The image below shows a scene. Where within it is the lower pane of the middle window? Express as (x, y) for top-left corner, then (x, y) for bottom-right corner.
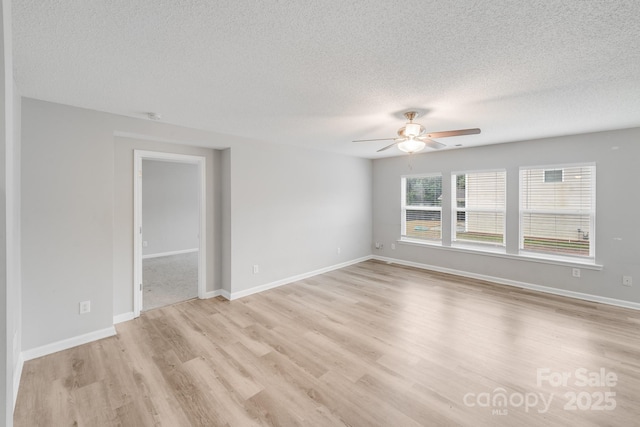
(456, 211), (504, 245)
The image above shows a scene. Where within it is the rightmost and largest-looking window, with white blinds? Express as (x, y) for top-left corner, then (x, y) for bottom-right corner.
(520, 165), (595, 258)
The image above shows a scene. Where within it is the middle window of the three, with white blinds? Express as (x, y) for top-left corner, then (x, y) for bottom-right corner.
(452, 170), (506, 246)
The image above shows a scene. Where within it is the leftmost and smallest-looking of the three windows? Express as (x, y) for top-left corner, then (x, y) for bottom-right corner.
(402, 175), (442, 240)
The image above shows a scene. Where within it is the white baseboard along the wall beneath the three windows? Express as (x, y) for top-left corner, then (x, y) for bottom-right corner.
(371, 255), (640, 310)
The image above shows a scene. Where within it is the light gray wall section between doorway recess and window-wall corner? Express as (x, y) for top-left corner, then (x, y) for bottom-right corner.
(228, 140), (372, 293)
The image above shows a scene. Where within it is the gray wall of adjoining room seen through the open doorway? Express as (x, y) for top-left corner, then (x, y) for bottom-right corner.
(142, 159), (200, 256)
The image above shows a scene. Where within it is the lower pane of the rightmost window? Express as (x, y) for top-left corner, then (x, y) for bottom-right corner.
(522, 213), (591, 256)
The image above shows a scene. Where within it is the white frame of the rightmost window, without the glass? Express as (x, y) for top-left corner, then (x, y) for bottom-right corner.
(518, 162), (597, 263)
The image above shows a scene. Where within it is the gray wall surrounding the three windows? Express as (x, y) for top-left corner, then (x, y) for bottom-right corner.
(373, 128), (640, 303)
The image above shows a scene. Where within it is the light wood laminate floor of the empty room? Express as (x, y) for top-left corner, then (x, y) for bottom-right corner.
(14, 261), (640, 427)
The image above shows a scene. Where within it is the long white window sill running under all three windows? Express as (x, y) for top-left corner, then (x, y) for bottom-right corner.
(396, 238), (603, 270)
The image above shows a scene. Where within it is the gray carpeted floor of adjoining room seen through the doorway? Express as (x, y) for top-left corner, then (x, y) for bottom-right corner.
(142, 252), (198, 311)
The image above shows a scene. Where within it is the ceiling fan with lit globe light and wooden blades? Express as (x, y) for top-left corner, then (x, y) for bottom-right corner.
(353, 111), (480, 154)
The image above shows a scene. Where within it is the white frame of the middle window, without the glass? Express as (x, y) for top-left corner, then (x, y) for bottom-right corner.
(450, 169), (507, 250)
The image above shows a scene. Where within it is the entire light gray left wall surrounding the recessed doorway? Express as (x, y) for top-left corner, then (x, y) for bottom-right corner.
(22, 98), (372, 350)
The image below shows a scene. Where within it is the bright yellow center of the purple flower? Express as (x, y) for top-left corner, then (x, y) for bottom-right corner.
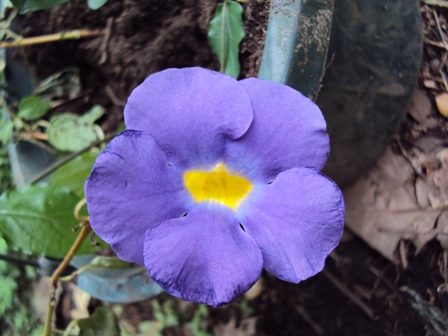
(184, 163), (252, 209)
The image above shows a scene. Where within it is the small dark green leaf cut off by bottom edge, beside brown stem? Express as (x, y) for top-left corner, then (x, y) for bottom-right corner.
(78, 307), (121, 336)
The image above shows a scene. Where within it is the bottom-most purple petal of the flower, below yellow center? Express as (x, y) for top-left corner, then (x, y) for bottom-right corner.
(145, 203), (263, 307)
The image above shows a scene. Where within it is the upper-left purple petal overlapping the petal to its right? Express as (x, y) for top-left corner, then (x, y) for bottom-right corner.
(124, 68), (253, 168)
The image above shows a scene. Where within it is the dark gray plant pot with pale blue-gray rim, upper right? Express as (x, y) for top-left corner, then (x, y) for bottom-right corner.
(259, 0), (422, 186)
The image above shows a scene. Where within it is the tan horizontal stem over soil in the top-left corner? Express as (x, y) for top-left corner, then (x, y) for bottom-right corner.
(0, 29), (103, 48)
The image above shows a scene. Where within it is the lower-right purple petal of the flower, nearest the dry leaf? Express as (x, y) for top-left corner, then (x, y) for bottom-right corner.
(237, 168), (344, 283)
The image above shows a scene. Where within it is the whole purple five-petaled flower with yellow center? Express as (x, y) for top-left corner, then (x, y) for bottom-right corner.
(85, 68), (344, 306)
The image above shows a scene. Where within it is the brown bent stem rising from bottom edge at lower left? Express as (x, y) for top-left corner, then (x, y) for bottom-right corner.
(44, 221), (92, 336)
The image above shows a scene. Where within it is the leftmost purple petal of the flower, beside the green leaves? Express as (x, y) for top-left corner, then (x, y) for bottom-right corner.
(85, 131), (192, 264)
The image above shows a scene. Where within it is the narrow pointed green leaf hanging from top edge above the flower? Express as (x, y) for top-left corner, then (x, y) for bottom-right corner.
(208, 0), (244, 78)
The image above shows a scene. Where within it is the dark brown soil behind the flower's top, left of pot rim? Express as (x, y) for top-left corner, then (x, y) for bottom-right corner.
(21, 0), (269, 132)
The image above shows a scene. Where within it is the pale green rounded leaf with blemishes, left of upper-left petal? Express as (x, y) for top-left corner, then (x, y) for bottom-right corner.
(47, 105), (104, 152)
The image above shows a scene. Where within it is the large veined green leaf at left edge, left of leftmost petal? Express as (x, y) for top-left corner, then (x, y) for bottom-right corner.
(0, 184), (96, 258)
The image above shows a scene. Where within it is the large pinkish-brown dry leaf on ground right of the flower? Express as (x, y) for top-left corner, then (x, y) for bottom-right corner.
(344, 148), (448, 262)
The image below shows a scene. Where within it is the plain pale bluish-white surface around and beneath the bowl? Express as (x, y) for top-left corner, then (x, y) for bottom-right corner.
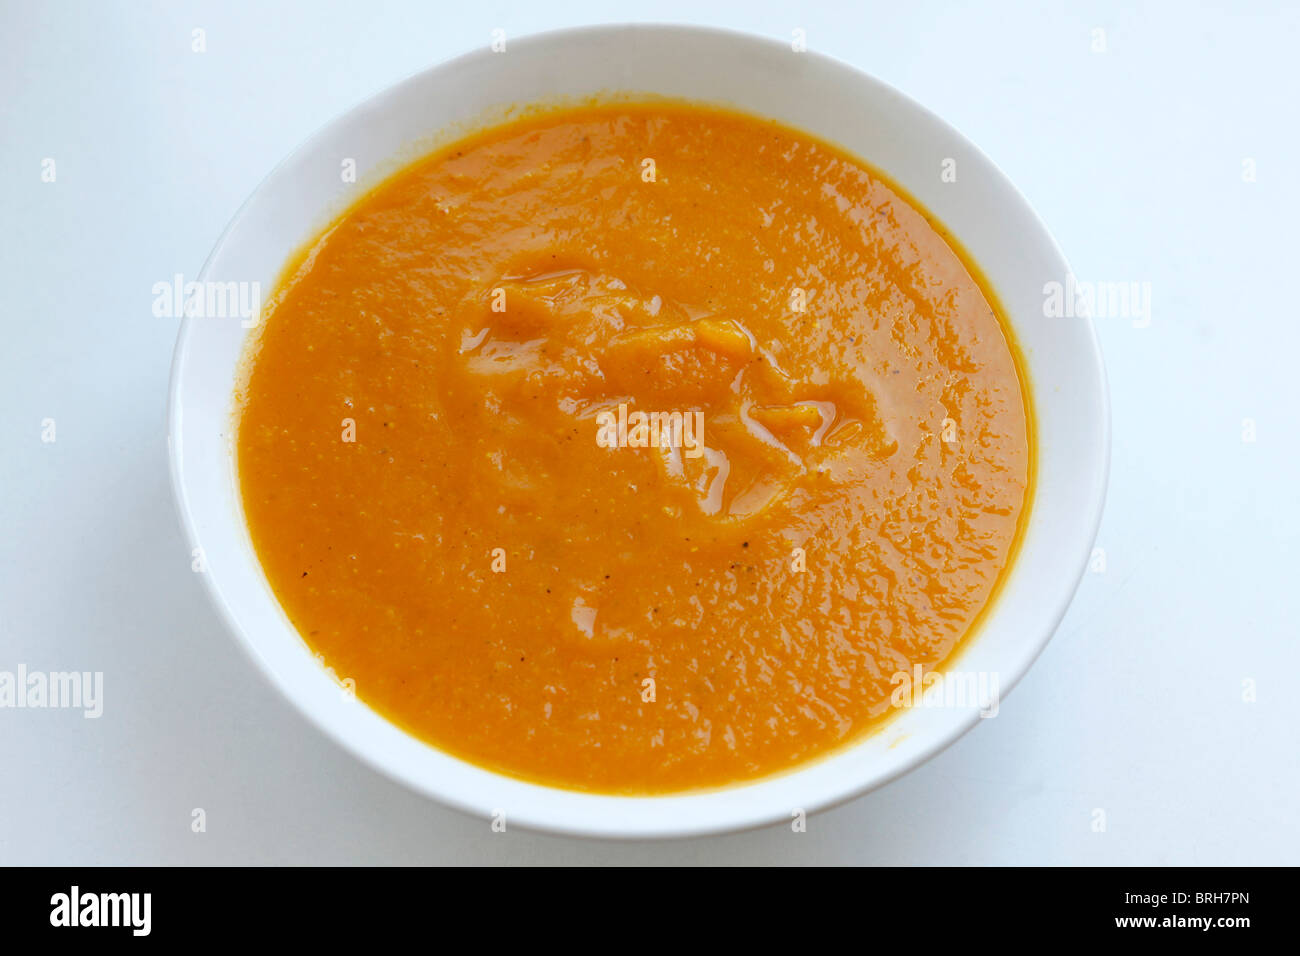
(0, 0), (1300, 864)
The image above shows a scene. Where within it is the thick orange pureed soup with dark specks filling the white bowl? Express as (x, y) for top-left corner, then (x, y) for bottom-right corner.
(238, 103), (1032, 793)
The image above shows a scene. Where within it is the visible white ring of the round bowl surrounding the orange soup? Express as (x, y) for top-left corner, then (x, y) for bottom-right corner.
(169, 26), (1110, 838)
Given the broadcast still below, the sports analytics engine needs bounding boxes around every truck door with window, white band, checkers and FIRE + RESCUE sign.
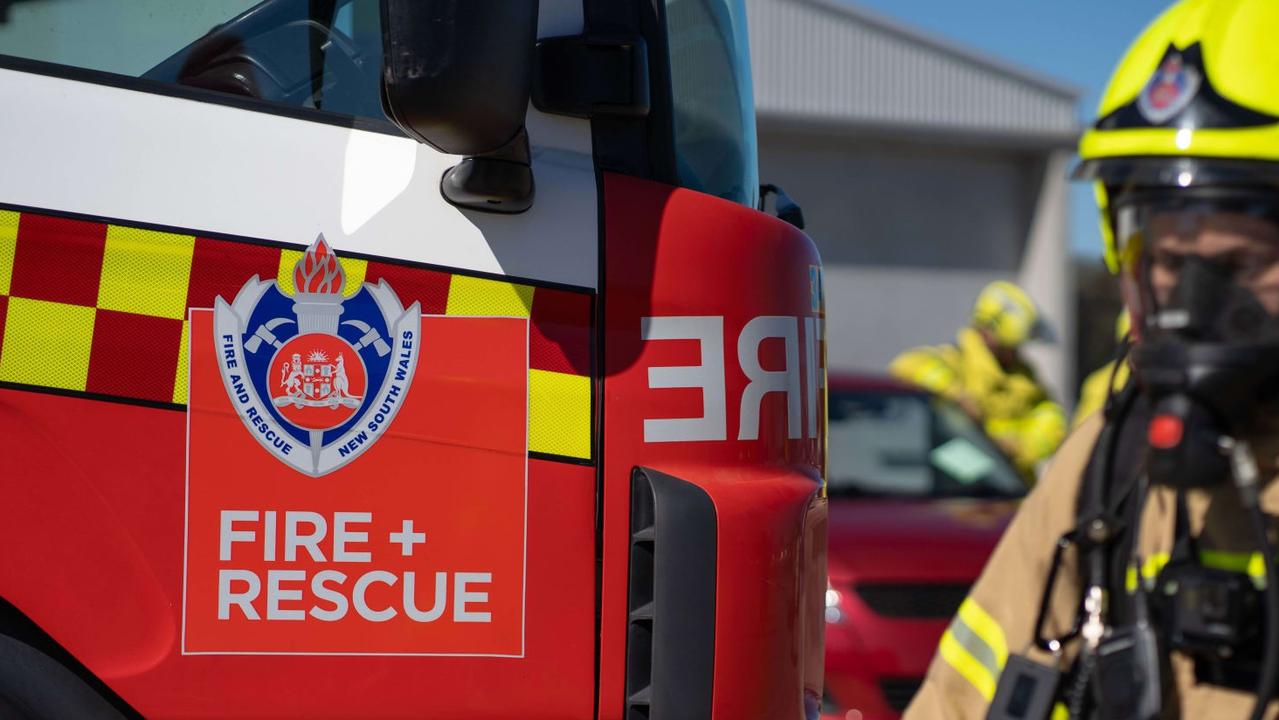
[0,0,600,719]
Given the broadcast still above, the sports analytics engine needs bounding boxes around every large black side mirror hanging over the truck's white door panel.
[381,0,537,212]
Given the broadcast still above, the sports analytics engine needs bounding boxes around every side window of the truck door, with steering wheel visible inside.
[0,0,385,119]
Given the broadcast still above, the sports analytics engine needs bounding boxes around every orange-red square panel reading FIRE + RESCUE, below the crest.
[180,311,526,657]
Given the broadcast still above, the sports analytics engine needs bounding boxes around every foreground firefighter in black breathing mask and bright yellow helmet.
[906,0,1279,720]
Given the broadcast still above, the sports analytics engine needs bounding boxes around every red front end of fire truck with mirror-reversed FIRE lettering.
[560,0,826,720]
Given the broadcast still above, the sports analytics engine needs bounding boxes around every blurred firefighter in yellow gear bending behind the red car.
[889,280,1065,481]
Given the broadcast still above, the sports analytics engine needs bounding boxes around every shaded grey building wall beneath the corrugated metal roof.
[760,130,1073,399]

------------

> **Activity**: Write the lines above out again exactly, excluding every picture.

> **Output for this exercise**:
The image below shows a scene. Where within it is the lower pane of the middle window? Express as (x, y) for top-left corner, then (x, y) for bottom-right corner.
(456, 211), (504, 245)
The image above shows a scene. Where within it is the rightmost and largest-looking window, with white blinds? Express as (x, y) for top-left corner, then (x, y) for bottom-right corner.
(520, 165), (595, 258)
The image above shows a scene. Where within it is the middle window of the three, with white blinds? Express as (x, y) for top-left corner, then (x, y) for bottom-right corner.
(452, 170), (506, 246)
The image above shows a scene. Where within it is the leftmost and smallest-looking of the three windows? Express as (x, y) for top-left corner, then (x, y) for bottom-right corner.
(402, 175), (442, 240)
The image above shows a scene. Where within it is the white baseboard along the wall beneath the three windows? Express as (x, y) for top-left corner, then (x, y) for bottom-right corner.
(371, 255), (640, 310)
The image above shows a scene. Where within it is the light gray wall section between doorway recess and window-wall corner? Express as (x, y) for top-left corner, then (x, y) for bottom-right corner.
(228, 140), (372, 293)
The image above shows a scene. Where within it is the gray wall of adjoining room seen through the open doorway? Express as (x, y) for top-left corner, then (x, y) for bottom-right corner.
(142, 159), (200, 256)
The image above shows a scene. Where within it is the lower pane of the rightmost window? Express as (x, y) for top-left corner, then (x, y) for bottom-right corner.
(522, 213), (591, 256)
The image above shows a scene. Where within it is the white frame of the rightmost window, without the glass? Express as (x, y) for top-left corner, then (x, y) for bottom-right corner.
(518, 162), (597, 263)
The image above shows a scene. Where within it is the gray wall surrounding the three windows? Express as (x, y) for top-left corner, then (x, y) for bottom-right corner.
(373, 128), (640, 303)
The image above shows a scene. Where within it is the light wood laminate floor of the empty room? Express as (x, y) for top-left corner, then (x, y) for bottom-right corner.
(14, 261), (640, 427)
The image above shows a scene. Where within it is the long white window sill running under all three windows? Express as (x, y) for top-left corner, then (x, y) for bottom-right corner.
(396, 238), (603, 270)
The image above shows a scene. Where within it is the gray carpeted floor of adjoining room seen through the doorway? Express as (x, y) for top-left corner, then (x, y) for bottom-right corner.
(142, 252), (198, 311)
The image above shows a scene. Where within it is the ceiling fan with lit globe light and wooden blades? Express as (x, y) for top-left corner, then (x, y) for bottom-right corner.
(353, 111), (480, 154)
The image above shows a scene. Where within it is the white frame of the middle window, without the glass? Express as (x, y) for top-left corner, then (x, y) for bottom-right corner.
(450, 169), (507, 250)
The image above shows a scene. Where within it is the entire light gray left wall surrounding the recessed doorway? Express as (x, y) for top-left corner, then (x, y) for bottom-right corner.
(22, 98), (372, 350)
The image below shows a scene. Where within it is the bright yellow center of the purple flower? Express as (x, y) for top-left corner, then (x, y) for bottom-right corner.
(184, 163), (252, 209)
The image above shows a scene. Where within it is the small dark green leaf cut off by bottom edge, beside brown stem? Express as (x, y) for top-left corner, then (x, y) for bottom-right corner.
(78, 307), (121, 336)
The image above shows a scene. Where within it is the bottom-most purple petal of the flower, below yellow center? Express as (x, y) for top-left corner, then (x, y) for bottom-right corner.
(145, 203), (263, 307)
The image above shows a scene. Where within it is the upper-left purple petal overlapping the petal to its right? Express as (x, y) for top-left corner, then (x, y) for bottom-right corner.
(124, 68), (253, 168)
The image above shows a scene. Where within it is the dark gray plant pot with pale blue-gray rim, upper right? Express as (x, y) for top-left corner, then (x, y) for bottom-right corner.
(259, 0), (422, 186)
The image above shows a scene. Where within it is the tan horizontal stem over soil in the top-left corner? Express as (x, y) for top-left corner, then (x, y) for bottom-right corner.
(0, 29), (103, 48)
The image above shows a scene. Where within it is the lower-right purple petal of the flower, nearest the dry leaf? Express as (x, y) for top-left corner, then (x, y) for bottom-right corner.
(237, 168), (344, 283)
The image above shows a scene. Where within it is the whole purple five-petaled flower with yellow center? Express as (x, y) for top-left corner, then (x, y) for bottom-right corner.
(85, 68), (344, 306)
The image above shows a scene. Where within it is the brown bent stem rising from bottom edge at lower left? Express as (x, y) for top-left corner, then (x, y) for bottom-right corner.
(44, 221), (92, 336)
The image above shows a scene. Where within it is the leftmost purple petal of the flower, beside the green leaves? Express as (x, y) for top-left corner, then (x, y) for bottom-right corner.
(85, 131), (192, 264)
The image above shows a scene. Where within it is the narrow pointed green leaf hanging from top edge above the flower? Express as (x, y) for top-left corner, then (x, y) for bottom-right corner.
(208, 0), (244, 78)
The image above shows a scene. Where within it is the dark brown soil behind the flower's top, left of pot rim? Express as (x, y) for top-left corner, then (x, y) for bottom-right corner.
(21, 0), (269, 132)
The image above shows a scene. Where within it is the pale green rounded leaf with blemishes, left of upper-left petal? Express as (x, y) for top-left corner, then (x, y) for bottom-right corner.
(47, 105), (104, 152)
The image above shows a scene. Where within it is the large veined green leaf at left edge, left of leftmost petal? Express as (x, y) for top-left corner, then (x, y) for bottom-right corner.
(0, 184), (96, 258)
The image above shows a scene. Where within it is the large pinkish-brown dry leaf on ground right of the flower? Express as (x, y) for top-left corner, then (x, y) for bottom-right corner.
(344, 148), (448, 262)
The image below shows a scene. Where within it is the plain pale bluish-white surface around and beneath the bowl? Express as (x, y) for top-left corner, then (x, y) for bottom-right corner.
(0, 0), (1300, 864)
The image above shows a scene. Where within it is the thick orange pureed soup with dark specks filling the white bowl? Express as (x, y) for top-left corner, then (x, y) for bottom-right corner.
(238, 103), (1032, 793)
The image above shows a scene. Where within it is the visible white ring of the round bowl surrounding the orange soup? Express as (x, y) for top-left corner, then (x, y) for bottom-right corner.
(169, 26), (1110, 838)
Given the broadcast still below, the sports analytics engine needs bounding boxes around every truck door with window, white band, checkers and FIRE + RESCUE sign.
[0,0,600,719]
Given the broadcast still above, the sports analytics engine needs bounding boxes around every large black side mirror hanging over the truck's white door panel.
[381,0,537,212]
Given the broadcast still above, the sports analytics engine needs bounding boxes around every side window of the truck door, with steering wheel visible inside.
[0,0,385,119]
Given the broadcast still above, the sports analytics engine needs bounding boxes around every orange-red square panel reading FIRE + RESCUE, below the crest.
[180,311,526,657]
Given the broadcast still above, the sports analytics engine needs bounding boxes around every foreground firefighter in black breathing mask and bright yellow helmet.
[906,0,1279,720]
Given the broadcast still above, the sports analytics engine needs bounding boxes around every red front end of fire truck with mirror-reversed FIRE lettering.
[560,0,826,720]
Given the broadcast still above, the sports analytics engine needs bounding boxes around every blurred firefighter in yellow gear bending behind the red car.
[889,280,1065,481]
Given the broadcast still above, the sports analytics engine needs bounding boxes around every shaded grey building wall beneath the corrugated metal roof.
[760,130,1073,399]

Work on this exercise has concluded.